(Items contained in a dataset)
________

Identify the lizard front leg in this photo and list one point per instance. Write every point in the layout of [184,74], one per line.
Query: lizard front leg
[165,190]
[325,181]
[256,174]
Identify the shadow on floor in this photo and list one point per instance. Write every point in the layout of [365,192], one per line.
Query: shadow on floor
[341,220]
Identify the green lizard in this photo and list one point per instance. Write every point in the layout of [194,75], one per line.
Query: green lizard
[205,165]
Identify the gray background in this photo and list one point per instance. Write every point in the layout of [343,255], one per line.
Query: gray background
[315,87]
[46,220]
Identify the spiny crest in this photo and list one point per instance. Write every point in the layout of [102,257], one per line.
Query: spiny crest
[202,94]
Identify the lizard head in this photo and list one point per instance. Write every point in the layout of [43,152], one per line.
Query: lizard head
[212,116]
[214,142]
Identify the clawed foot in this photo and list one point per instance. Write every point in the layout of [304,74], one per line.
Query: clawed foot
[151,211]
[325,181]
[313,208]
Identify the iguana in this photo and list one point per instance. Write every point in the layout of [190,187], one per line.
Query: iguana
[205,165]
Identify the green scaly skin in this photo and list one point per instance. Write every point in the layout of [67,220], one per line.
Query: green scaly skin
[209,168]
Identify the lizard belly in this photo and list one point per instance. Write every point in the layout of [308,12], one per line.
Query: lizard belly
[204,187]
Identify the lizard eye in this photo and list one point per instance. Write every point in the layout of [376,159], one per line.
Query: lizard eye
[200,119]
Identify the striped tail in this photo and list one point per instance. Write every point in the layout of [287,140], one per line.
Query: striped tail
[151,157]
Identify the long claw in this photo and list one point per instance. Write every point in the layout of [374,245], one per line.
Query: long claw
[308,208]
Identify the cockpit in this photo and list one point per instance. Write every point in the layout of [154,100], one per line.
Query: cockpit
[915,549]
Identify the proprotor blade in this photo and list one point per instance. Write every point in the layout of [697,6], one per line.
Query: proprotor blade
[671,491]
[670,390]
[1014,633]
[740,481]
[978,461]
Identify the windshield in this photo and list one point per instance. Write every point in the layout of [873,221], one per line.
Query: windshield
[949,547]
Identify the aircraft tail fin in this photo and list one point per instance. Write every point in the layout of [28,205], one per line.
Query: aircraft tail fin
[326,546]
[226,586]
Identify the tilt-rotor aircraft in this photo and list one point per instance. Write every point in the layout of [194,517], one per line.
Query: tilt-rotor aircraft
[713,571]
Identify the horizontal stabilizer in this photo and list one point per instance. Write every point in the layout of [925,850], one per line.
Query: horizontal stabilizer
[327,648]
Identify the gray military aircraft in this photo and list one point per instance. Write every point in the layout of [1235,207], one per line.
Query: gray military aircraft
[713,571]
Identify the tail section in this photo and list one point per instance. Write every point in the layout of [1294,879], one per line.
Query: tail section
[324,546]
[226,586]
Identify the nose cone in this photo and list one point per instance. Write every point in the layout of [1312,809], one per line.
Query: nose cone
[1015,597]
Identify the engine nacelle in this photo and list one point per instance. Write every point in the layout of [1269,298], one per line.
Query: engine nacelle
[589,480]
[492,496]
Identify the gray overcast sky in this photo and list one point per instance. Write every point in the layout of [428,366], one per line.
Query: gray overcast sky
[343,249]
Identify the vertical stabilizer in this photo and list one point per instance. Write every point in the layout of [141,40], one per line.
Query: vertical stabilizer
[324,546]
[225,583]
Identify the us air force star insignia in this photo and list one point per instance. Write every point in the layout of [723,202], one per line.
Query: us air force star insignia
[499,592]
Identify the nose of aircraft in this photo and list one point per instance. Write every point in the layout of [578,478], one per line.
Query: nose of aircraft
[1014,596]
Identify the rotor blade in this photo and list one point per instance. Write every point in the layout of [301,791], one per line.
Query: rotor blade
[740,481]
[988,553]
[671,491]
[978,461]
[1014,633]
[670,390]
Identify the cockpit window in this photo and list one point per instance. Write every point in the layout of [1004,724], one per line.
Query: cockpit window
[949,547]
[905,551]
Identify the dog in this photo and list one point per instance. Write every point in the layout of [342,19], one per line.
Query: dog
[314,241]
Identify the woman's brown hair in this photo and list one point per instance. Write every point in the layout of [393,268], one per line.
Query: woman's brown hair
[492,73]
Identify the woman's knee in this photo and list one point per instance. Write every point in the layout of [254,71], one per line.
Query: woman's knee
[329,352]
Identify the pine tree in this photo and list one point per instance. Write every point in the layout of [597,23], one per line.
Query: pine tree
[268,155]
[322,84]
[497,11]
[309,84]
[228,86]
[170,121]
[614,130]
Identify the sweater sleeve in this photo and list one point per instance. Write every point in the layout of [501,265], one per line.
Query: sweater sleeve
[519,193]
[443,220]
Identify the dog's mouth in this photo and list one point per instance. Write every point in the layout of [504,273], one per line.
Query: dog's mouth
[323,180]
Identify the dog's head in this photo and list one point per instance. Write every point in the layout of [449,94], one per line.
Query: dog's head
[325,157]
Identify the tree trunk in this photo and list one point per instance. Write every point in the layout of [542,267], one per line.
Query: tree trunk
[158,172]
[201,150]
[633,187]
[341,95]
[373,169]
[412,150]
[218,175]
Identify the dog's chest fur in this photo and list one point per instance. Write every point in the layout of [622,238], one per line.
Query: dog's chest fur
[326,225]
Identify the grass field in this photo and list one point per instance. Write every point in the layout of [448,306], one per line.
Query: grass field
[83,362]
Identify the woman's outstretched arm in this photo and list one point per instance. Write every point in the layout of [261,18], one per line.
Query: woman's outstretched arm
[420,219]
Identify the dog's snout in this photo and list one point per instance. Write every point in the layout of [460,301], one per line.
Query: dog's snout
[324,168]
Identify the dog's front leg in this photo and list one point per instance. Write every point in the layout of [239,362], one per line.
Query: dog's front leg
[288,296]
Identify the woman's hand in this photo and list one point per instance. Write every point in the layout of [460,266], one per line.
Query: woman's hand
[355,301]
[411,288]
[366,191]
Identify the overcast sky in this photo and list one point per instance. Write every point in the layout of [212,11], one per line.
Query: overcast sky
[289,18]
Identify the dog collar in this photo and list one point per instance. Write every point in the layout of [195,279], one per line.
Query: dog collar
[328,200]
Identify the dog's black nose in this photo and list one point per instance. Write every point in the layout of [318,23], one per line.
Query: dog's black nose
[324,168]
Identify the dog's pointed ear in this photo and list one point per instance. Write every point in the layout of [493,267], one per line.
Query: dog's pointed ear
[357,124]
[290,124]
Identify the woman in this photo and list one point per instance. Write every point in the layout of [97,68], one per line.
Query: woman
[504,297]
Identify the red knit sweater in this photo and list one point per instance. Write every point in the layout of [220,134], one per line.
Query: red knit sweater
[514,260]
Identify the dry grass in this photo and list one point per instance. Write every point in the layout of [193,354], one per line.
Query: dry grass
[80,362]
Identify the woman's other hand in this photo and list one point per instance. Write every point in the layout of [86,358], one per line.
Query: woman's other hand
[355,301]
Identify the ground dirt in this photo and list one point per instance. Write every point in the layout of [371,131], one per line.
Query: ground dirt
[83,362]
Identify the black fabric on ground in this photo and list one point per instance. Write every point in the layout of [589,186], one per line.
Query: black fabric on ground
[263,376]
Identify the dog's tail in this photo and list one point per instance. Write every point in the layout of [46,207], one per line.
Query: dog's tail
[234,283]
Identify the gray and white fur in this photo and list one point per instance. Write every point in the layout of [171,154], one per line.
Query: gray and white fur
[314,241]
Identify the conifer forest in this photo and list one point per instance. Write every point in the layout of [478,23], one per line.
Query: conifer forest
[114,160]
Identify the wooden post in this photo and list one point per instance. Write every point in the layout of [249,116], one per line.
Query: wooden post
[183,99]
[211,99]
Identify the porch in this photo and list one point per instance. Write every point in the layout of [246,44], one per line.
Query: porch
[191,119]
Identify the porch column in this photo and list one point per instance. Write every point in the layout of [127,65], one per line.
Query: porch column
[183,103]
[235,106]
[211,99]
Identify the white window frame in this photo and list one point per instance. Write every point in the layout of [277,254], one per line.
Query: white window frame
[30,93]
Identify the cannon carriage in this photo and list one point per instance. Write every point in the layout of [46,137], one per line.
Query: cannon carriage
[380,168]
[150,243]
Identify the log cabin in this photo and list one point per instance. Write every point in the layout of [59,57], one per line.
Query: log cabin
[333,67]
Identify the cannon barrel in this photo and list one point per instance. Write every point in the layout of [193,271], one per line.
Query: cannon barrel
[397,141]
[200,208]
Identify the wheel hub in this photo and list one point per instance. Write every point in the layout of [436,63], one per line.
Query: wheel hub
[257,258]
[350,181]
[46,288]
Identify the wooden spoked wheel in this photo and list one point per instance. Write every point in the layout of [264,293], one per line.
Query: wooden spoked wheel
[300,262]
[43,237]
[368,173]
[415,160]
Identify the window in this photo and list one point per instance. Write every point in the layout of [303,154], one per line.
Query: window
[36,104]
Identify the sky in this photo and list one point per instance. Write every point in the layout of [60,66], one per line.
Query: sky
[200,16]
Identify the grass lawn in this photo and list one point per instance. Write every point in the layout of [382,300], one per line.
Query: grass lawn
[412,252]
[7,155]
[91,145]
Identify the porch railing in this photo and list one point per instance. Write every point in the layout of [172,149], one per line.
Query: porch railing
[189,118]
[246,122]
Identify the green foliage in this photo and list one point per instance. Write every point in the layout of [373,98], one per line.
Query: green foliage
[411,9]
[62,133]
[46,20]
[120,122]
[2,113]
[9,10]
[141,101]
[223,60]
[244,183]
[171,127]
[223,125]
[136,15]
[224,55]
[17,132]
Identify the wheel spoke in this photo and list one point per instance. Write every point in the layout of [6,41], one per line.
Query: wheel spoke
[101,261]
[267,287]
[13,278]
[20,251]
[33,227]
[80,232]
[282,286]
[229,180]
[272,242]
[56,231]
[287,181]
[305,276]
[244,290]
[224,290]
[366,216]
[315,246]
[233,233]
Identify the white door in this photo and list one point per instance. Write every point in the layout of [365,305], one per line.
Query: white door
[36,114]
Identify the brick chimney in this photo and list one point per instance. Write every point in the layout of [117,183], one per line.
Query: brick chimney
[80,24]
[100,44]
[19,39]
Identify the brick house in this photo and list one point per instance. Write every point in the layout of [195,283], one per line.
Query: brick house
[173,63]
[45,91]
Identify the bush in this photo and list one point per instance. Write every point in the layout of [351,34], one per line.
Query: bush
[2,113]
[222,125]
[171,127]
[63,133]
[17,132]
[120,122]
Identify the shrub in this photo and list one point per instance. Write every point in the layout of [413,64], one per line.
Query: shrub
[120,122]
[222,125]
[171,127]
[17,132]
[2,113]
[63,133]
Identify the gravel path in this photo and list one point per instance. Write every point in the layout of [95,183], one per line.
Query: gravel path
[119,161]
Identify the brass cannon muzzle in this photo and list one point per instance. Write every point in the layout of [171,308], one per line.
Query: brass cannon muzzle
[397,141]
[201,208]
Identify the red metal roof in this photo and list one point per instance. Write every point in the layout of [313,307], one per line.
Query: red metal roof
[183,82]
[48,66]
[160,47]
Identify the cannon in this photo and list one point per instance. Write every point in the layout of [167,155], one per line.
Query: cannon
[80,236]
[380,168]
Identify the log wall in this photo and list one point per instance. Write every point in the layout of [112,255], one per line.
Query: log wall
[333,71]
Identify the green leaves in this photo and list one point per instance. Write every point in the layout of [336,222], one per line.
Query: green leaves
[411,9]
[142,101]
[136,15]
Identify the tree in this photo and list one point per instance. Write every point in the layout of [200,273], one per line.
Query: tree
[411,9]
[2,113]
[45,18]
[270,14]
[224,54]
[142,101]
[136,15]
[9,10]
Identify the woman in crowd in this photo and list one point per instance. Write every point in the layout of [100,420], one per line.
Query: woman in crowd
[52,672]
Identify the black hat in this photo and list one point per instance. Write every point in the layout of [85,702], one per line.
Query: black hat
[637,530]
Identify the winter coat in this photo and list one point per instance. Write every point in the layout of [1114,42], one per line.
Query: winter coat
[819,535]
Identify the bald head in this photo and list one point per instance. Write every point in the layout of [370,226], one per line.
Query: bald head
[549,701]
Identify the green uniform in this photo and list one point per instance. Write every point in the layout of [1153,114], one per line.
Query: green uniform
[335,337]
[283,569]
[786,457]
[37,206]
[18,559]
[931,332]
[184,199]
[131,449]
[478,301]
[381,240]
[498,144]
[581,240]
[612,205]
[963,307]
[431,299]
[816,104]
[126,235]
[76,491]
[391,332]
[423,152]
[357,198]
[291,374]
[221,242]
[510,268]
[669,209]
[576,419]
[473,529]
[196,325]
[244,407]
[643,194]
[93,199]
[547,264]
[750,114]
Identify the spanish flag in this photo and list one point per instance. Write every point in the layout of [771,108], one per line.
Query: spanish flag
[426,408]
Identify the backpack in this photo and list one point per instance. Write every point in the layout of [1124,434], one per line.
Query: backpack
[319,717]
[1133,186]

________

Aim:
Rewrite the items starting with the line containing "Identify the tree in" and going on through the end of the items, swapping "winter coat" for "wool coat" and leaving everything else unchanged.

Reply to the exercise:
Identify the tree in this photo and list one point per instance. Write every point in the layout of [200,273], one per line.
Query: tree
[411,9]
[2,113]
[45,18]
[270,14]
[224,54]
[142,101]
[136,15]
[9,10]
Identify the woman in crowd in this photo and list one point per instance. Write every point in the layout of [100,420], one per line.
Query: woman in crowd
[52,672]
Identify the black hat in this photo and list one point per instance. Write every point in the layout of [85,702], one per line.
Query: black hat
[637,530]
Identify the wool coat in this photo and list one point per instance. Write every point in the layout of [1114,42], one per line.
Query: wool coat
[819,535]
Identify the bald head in this photo and list one point per instance. Write every point in the layout of [370,226], one per line.
Query: bald head
[549,701]
Identify the green uniform in this photo and list one point per instance. Write every point in the layout of [1153,114], one per line.
Query: green uniform
[335,337]
[283,569]
[786,457]
[37,206]
[18,559]
[931,332]
[184,199]
[131,449]
[478,301]
[381,240]
[498,144]
[581,240]
[612,205]
[963,307]
[431,299]
[816,104]
[126,235]
[76,491]
[391,332]
[423,152]
[357,198]
[291,374]
[221,242]
[510,268]
[669,209]
[576,419]
[473,529]
[196,325]
[244,407]
[643,194]
[93,199]
[547,264]
[750,114]
Identify the spanish flag in this photo and list one point per instance. Write every point in the layout of [771,108], one per line.
Query: spanish flag
[426,408]
Identify the backpack in this photo and list one point per instance. Write every point in the layout of [1124,434], one per line.
Query: backpack
[319,717]
[1133,186]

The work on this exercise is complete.